* PROVIDED RECORDS
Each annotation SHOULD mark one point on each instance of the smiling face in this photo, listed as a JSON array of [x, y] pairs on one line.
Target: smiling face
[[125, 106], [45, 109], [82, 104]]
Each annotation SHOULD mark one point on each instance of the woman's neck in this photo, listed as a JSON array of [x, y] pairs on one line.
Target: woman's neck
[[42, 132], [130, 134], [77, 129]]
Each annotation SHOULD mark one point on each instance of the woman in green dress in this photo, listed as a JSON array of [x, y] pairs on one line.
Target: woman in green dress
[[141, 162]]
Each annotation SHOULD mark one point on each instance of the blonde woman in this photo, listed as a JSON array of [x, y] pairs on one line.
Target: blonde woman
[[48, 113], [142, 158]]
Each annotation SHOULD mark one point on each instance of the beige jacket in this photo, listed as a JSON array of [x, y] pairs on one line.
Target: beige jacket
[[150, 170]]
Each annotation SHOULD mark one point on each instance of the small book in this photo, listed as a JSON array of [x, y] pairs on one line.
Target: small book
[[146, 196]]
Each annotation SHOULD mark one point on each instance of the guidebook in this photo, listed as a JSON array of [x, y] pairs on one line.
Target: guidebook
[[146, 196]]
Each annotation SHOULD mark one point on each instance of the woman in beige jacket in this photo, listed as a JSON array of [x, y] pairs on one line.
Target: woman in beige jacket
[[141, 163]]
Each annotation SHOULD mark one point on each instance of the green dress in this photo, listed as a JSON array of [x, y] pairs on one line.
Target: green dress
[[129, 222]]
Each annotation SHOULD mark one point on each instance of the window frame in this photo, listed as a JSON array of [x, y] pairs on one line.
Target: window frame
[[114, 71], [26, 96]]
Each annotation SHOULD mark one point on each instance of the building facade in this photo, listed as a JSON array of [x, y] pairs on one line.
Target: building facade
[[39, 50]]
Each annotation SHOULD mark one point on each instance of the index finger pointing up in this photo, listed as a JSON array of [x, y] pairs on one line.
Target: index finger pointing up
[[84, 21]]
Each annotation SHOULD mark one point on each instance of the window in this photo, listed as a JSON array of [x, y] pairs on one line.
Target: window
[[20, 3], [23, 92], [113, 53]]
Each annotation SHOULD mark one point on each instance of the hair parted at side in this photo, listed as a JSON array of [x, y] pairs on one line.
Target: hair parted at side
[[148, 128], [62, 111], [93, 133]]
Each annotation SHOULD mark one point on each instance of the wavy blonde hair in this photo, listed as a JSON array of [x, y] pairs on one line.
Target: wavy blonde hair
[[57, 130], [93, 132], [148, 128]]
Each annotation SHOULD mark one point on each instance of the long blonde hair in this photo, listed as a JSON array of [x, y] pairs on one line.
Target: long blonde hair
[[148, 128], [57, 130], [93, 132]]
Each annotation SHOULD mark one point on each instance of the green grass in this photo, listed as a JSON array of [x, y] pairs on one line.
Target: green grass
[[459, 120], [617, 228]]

* * *

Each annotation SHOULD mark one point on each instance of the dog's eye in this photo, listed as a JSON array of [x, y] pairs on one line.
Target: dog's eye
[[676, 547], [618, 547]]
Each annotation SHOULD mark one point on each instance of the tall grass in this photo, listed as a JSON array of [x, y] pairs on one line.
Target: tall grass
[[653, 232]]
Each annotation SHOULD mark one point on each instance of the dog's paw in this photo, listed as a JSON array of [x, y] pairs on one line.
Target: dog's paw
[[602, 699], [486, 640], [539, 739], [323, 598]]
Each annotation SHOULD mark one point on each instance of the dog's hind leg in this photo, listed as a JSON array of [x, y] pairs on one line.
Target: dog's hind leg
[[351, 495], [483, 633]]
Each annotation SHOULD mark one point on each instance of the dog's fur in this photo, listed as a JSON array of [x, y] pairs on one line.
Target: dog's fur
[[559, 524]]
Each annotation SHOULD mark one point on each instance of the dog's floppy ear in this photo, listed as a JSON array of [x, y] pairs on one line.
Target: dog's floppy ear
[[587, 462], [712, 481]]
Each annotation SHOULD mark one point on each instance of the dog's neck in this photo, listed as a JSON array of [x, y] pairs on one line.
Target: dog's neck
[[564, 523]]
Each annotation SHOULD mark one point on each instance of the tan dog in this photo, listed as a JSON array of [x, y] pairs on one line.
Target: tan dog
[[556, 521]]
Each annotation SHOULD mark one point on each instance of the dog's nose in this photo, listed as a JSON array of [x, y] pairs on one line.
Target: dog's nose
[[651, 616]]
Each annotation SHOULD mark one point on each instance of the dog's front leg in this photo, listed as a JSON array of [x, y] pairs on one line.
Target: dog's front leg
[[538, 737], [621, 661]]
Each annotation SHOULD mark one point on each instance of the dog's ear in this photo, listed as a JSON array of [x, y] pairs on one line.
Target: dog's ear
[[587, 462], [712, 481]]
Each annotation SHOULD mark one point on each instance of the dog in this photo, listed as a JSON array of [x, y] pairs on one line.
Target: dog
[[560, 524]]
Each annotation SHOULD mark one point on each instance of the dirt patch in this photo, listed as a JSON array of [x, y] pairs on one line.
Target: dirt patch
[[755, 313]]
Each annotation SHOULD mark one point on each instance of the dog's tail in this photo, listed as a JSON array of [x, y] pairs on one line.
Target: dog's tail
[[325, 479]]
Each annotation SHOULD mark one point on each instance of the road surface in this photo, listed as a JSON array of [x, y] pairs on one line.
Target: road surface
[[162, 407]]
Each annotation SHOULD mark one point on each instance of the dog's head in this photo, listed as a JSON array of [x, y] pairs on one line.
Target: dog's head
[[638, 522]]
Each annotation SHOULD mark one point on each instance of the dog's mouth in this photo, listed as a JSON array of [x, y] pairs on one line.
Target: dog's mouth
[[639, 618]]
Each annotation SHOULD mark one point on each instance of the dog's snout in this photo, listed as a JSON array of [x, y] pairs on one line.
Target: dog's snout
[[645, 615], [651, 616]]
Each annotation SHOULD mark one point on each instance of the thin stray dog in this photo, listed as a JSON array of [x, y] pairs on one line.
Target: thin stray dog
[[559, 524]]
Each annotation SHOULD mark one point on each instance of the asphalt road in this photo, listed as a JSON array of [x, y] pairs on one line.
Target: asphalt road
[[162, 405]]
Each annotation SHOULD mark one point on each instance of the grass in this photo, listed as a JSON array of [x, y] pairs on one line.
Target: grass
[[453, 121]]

==

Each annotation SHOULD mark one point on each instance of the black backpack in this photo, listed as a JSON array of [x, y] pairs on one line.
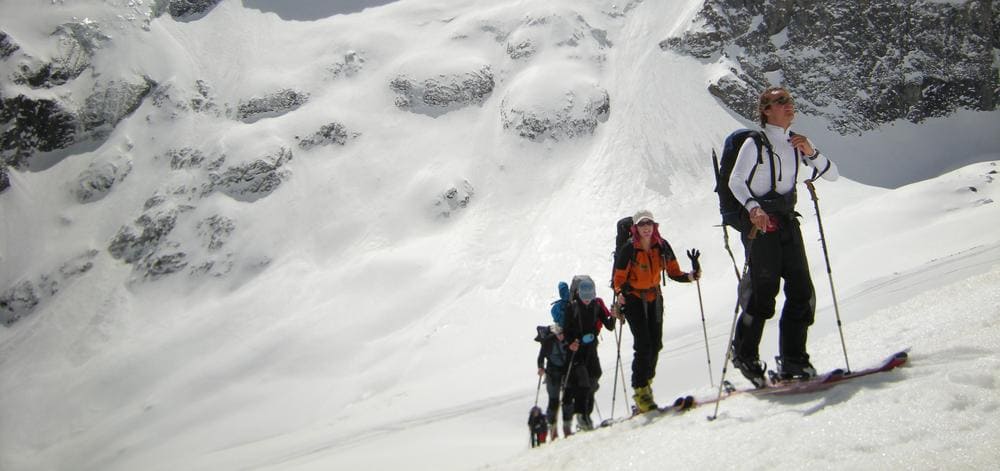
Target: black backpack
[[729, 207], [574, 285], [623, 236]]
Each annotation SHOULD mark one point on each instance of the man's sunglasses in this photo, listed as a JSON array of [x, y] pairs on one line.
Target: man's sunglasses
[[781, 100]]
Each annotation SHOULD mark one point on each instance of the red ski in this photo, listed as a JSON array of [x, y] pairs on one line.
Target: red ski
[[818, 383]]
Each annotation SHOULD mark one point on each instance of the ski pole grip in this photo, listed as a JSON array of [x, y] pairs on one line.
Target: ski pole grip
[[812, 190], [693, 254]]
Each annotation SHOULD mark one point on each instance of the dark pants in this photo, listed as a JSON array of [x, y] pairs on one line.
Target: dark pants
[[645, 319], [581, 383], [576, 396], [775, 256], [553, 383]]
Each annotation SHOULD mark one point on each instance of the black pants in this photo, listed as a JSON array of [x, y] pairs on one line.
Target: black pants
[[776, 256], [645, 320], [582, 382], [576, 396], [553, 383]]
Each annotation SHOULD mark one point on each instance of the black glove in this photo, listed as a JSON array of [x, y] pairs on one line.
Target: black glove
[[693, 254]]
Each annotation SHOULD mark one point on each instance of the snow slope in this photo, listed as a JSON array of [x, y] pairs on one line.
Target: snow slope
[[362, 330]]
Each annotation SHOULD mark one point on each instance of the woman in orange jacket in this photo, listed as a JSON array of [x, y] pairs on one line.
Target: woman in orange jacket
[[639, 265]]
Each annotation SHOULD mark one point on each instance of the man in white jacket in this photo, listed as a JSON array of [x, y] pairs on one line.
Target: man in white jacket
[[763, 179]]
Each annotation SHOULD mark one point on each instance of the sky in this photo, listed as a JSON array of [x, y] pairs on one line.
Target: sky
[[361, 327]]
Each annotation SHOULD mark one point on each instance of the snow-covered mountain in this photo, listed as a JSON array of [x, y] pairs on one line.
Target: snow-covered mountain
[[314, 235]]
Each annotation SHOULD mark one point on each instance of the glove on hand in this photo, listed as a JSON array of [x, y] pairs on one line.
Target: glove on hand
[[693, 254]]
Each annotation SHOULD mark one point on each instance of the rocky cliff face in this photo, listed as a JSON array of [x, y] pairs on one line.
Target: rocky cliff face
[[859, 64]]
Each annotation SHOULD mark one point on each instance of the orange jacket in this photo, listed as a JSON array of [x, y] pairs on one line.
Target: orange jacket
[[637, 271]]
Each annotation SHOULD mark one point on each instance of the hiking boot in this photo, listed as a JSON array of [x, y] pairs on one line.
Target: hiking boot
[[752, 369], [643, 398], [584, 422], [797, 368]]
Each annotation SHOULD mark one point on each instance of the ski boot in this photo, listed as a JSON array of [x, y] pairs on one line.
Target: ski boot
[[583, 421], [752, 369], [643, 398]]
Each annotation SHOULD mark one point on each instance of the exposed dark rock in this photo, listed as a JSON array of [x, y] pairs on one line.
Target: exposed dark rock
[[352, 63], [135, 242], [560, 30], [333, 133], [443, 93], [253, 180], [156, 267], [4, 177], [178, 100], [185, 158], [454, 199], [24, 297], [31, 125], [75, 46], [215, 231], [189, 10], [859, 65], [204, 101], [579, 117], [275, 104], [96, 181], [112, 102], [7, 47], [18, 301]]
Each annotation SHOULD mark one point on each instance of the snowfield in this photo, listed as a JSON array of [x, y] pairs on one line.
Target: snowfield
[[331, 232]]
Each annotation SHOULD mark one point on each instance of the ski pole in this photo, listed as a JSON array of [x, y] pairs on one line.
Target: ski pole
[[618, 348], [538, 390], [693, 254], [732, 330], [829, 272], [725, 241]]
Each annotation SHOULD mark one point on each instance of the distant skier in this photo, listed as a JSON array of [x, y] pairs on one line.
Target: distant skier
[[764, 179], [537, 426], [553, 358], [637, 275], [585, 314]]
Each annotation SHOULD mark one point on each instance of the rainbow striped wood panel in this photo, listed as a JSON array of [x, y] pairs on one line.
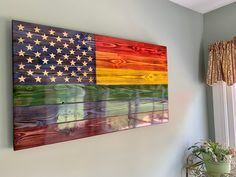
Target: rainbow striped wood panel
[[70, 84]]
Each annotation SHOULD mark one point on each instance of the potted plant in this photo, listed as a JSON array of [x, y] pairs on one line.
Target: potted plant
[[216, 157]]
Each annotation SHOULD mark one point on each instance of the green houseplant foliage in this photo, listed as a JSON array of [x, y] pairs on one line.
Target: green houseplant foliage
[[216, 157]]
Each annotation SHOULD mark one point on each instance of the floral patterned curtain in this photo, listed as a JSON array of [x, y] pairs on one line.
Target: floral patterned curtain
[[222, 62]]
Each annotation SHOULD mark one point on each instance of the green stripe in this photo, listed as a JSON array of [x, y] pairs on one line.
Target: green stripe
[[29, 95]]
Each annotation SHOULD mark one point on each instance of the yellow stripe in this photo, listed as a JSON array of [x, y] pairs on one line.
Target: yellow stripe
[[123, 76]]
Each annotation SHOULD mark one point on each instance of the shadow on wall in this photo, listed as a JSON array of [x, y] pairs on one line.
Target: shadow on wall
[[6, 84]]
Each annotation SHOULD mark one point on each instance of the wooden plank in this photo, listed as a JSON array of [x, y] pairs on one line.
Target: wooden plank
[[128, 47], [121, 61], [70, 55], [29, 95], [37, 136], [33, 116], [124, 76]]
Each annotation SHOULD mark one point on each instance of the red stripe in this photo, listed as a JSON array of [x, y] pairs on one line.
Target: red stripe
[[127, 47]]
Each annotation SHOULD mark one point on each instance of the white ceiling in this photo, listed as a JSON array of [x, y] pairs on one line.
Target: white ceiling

* EXERCISE BRIEF
Sift through the entries and copy every line with "ceiling".

* REPLY TO THE TASK
Each annotation SHOULD mark one point on each instance of the white ceiling in this photo, listed as a JSON array of [x, y] pairs on one line.
Target: white ceiling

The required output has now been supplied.